REQUIREMENTS
Return the listing from its beginning through the line containing "[[[69,0],[97,13],[100,13],[113,0]]]", inclusive, copied line for line. Leave the pictures out of your answer.
::::
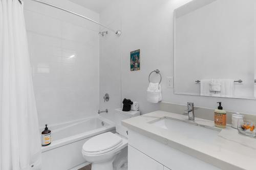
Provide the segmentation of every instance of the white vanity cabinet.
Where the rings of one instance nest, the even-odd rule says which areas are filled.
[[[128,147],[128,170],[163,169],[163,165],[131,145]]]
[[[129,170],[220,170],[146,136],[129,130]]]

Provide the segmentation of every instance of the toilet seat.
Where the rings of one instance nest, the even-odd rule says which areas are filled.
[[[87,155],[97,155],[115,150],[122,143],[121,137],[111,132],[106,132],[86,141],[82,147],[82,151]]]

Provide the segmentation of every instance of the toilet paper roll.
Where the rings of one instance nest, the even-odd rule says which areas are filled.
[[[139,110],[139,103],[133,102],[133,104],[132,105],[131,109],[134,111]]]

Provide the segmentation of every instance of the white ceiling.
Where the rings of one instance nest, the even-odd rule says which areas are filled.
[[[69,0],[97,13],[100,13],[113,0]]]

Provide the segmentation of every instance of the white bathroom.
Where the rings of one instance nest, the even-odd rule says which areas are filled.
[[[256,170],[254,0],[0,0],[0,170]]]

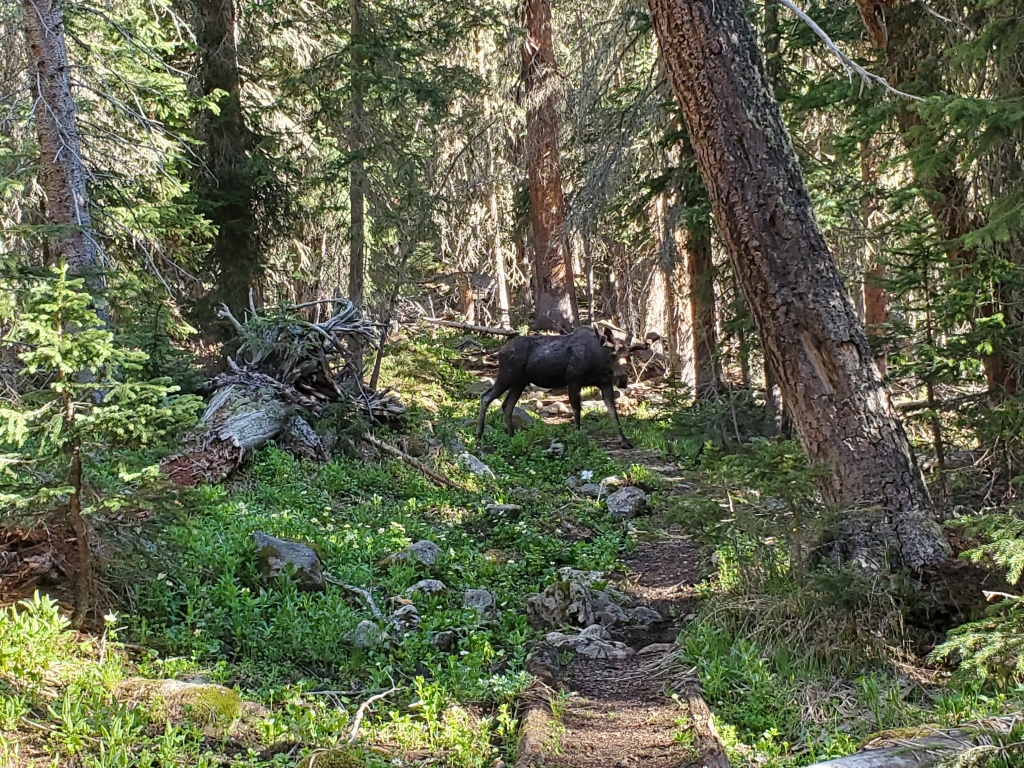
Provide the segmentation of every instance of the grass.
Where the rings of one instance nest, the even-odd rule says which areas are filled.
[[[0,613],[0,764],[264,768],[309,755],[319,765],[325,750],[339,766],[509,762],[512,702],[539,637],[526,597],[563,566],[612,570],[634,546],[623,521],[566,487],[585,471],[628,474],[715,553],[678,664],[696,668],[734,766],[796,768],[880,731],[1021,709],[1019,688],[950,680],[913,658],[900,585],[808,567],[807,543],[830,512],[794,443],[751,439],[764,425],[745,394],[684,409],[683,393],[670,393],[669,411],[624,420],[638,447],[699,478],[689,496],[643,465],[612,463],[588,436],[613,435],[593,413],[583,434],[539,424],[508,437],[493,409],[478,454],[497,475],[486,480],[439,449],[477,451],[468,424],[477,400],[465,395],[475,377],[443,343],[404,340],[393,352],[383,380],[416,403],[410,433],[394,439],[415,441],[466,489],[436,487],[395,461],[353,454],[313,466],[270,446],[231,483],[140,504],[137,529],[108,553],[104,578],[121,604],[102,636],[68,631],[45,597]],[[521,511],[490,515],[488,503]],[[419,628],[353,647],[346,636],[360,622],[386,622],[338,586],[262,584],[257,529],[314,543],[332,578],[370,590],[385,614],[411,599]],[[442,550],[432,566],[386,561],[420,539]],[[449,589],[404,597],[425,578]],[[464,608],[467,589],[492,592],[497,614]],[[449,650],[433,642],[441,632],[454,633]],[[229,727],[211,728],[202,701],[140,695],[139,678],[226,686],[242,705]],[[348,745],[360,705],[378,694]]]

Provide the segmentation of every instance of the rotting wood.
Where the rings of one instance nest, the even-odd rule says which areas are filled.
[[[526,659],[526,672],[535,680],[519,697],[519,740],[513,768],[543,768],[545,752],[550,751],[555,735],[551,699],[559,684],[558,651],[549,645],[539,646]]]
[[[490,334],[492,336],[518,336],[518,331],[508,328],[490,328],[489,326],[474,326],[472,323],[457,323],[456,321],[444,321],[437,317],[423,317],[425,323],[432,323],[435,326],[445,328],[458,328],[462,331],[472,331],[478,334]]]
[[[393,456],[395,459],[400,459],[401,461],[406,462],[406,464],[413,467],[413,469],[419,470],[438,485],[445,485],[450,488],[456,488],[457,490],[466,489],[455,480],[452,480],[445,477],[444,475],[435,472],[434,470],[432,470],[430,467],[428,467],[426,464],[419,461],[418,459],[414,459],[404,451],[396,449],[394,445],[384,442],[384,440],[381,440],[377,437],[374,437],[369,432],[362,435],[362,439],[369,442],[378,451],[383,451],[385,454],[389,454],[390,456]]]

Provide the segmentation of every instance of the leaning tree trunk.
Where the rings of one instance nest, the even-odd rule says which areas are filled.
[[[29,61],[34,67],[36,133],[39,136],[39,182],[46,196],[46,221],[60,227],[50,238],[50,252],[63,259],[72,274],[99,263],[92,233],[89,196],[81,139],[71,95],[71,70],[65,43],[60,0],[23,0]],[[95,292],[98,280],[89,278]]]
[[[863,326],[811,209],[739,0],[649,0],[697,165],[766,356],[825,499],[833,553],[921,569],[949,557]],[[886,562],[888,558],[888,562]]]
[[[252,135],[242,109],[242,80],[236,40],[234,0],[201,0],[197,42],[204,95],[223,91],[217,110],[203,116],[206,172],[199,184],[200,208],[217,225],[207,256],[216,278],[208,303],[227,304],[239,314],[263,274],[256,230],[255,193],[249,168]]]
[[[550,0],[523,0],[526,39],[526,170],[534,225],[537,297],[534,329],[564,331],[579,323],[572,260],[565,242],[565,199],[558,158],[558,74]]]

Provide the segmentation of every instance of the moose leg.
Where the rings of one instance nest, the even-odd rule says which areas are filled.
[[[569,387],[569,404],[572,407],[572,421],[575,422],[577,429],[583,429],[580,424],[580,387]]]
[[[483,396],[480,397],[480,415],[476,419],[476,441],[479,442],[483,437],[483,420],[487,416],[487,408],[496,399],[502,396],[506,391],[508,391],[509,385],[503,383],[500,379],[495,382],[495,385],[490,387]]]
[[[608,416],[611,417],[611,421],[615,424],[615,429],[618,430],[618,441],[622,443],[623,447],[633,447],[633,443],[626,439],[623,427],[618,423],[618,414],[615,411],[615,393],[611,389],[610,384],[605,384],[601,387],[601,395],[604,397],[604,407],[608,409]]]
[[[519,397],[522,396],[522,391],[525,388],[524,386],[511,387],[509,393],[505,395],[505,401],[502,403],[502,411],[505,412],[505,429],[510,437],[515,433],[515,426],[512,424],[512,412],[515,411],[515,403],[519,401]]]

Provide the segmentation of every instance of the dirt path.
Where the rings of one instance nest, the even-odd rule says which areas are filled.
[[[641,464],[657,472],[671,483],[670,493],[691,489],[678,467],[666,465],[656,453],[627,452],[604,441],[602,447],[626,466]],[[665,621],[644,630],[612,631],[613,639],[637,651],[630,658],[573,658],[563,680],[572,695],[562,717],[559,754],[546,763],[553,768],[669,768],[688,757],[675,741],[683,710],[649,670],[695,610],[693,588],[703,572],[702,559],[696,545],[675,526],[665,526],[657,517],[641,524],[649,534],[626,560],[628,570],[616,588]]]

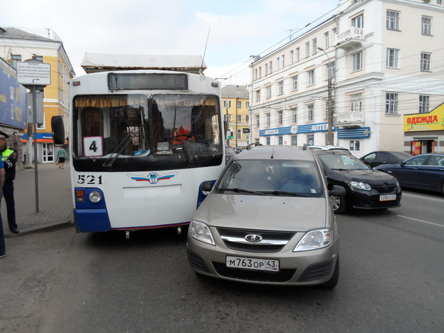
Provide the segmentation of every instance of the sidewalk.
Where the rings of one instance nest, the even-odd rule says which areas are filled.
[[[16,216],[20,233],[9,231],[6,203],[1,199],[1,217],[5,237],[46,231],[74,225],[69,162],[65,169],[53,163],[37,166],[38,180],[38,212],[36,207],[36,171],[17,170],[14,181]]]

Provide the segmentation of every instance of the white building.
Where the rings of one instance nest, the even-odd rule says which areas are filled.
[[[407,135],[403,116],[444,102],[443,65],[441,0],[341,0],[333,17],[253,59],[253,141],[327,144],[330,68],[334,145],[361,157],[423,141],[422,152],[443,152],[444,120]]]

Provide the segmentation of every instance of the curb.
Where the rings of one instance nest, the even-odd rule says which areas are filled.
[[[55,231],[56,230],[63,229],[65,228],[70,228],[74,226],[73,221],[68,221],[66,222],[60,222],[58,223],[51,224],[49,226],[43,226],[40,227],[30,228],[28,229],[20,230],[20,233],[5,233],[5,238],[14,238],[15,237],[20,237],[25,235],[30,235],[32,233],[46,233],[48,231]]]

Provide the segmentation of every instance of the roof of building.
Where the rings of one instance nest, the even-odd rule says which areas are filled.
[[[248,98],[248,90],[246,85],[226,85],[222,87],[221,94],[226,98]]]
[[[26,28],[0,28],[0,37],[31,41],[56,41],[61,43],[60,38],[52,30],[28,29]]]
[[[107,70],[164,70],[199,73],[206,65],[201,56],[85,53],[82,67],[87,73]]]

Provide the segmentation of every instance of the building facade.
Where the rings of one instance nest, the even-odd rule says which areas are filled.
::::
ANSWER
Provide the segmentation of every instance of the white vanity cabinet.
Where the rings of one instance nest, the even-odd rule says which areas are filled.
[[[128,147],[128,170],[163,169],[163,165],[131,145]]]
[[[129,170],[220,170],[146,136],[129,130]]]

Provide the segmentation of every instance of the toilet seat.
Where the rings of one instance nest, the even-odd rule says which areas are filled.
[[[87,155],[97,155],[115,150],[122,143],[121,137],[111,132],[106,132],[86,141],[82,147],[82,151]]]

Provide the segmentation of every instance of the toilet paper roll.
Where the rings of one instance nest, the even-odd rule says which areas are filled.
[[[139,110],[139,103],[133,102],[133,104],[132,105],[131,109],[134,111]]]

Provide the segmentation of every instance of the white ceiling.
Where the rings of one instance nest, the even-odd rule says which areas are filled.
[[[69,0],[97,13],[100,13],[113,0]]]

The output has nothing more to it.